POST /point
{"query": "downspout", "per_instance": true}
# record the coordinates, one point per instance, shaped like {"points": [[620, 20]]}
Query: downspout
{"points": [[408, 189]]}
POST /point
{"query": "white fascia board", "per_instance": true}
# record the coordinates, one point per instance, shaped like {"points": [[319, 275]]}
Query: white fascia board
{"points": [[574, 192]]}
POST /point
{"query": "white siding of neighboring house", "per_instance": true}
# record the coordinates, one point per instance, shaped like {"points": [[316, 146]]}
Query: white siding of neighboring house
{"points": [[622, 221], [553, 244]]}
___
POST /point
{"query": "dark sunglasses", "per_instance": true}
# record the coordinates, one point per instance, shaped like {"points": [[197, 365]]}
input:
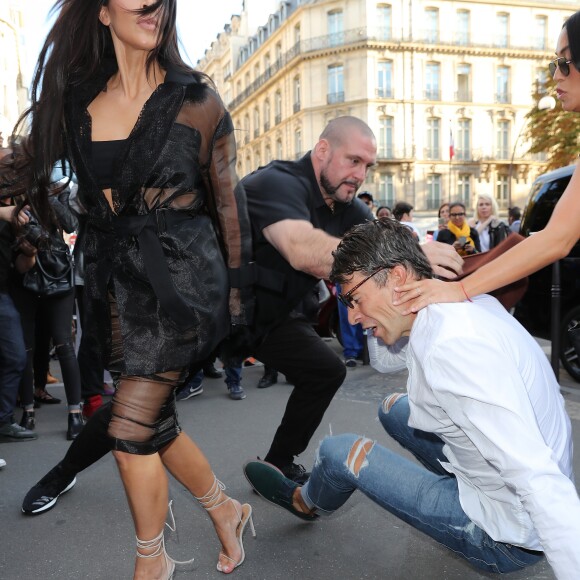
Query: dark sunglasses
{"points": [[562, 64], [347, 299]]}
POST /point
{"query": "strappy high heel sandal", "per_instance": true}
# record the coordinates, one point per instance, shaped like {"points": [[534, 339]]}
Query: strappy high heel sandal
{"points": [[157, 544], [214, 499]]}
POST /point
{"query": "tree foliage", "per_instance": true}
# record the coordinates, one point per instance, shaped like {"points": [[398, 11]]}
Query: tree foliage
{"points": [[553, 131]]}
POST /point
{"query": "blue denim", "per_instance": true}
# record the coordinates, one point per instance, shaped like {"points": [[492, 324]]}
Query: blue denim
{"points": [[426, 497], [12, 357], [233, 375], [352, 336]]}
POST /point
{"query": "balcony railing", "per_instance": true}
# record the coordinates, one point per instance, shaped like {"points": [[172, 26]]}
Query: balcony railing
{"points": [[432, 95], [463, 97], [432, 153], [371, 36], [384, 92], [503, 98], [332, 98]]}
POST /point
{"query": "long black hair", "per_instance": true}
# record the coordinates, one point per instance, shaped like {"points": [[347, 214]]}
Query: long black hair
___
**DIRECTIONS FOR THIS TASK**
Find every line in the entries above that contains the word "fascia", and copy each one out in full.

**IN RESPONSE**
{"query": "white fascia board", "per_instance": true}
Query: white fascia board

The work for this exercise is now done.